Start of Excerpted records

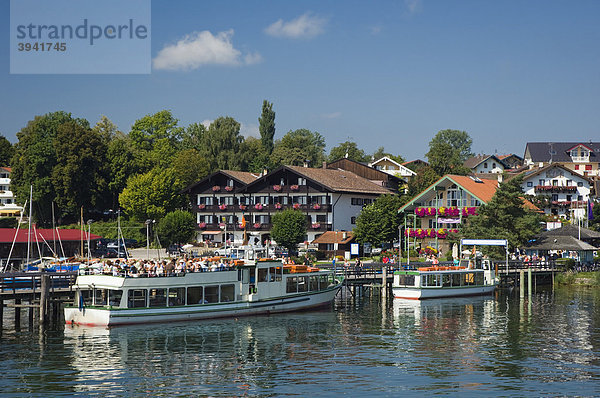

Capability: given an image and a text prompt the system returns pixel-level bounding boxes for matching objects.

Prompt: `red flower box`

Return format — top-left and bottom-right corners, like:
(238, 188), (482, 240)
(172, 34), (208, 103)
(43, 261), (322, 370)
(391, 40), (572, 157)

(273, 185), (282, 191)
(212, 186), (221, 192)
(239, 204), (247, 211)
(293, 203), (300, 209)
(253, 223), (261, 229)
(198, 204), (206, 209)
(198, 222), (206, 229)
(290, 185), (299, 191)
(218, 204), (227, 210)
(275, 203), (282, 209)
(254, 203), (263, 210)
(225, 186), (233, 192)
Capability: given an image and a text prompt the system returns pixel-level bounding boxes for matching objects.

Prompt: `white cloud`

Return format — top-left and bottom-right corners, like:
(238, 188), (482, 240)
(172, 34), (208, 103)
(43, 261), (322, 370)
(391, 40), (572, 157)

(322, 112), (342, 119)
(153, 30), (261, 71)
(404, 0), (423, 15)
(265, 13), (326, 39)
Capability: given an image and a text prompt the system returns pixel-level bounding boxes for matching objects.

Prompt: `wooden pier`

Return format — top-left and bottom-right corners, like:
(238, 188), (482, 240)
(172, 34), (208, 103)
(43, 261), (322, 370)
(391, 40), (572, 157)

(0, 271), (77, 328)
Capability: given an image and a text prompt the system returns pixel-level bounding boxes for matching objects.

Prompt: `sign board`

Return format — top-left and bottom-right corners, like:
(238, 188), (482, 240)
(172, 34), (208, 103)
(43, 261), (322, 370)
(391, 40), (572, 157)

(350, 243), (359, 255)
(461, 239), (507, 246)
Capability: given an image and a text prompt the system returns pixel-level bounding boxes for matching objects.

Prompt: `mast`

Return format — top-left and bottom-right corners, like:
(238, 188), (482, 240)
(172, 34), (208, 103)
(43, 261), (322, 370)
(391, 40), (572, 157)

End of Excerpted records

• **Problem requirements**: A faithful copy of the records above, without images, is what to give back.

• **Response**:
Capability: given an image and a text prompt the system returns pixel-level bounding boxes for matching objects.

Prompt: `red flower box`

Return format — top-left and bottom-right corners, like:
(238, 188), (482, 240)
(172, 34), (208, 103)
(43, 261), (322, 370)
(391, 40), (572, 157)

(273, 185), (282, 191)
(212, 186), (221, 192)
(239, 204), (247, 211)
(293, 203), (300, 209)
(253, 223), (261, 229)
(198, 204), (206, 209)
(198, 222), (206, 229)
(290, 185), (299, 191)
(218, 204), (227, 210)
(275, 203), (282, 209)
(254, 203), (263, 210)
(225, 186), (233, 192)
Capability: given an image and a text prompt the system returns pixel-level bounding boxes for matching objects.

Prompt: `white cloud`

Return format — top-left and bottom-right corners, like:
(238, 188), (482, 240)
(172, 34), (208, 103)
(43, 261), (322, 370)
(391, 40), (572, 157)

(322, 112), (342, 119)
(153, 30), (261, 71)
(404, 0), (423, 15)
(265, 13), (326, 39)
Capability: given an image and a text prompt the system returns pixel-level bounding boxes for matching objects.

Prompt: `wooden pier`

Return format — top-left and bottom-right corners, like:
(238, 188), (482, 240)
(172, 34), (208, 103)
(43, 261), (322, 370)
(391, 40), (572, 157)

(0, 271), (77, 328)
Capability: given an image and a text prompt the system returns pixel-level bounding boxes for matching objects.

Prompt: `sign board`

Return format — top-left and bottom-right corners, like:
(238, 188), (482, 240)
(172, 34), (208, 103)
(43, 261), (322, 370)
(391, 40), (572, 157)

(350, 243), (359, 255)
(461, 239), (507, 246)
Capability: given an image and a text prompt the system returns pixel-level bounding boxes for matching objects.

Prompt: `mast`

Return format — top-left and bottom-right corners, like:
(238, 188), (482, 240)
(172, 34), (208, 103)
(43, 261), (322, 370)
(391, 40), (572, 157)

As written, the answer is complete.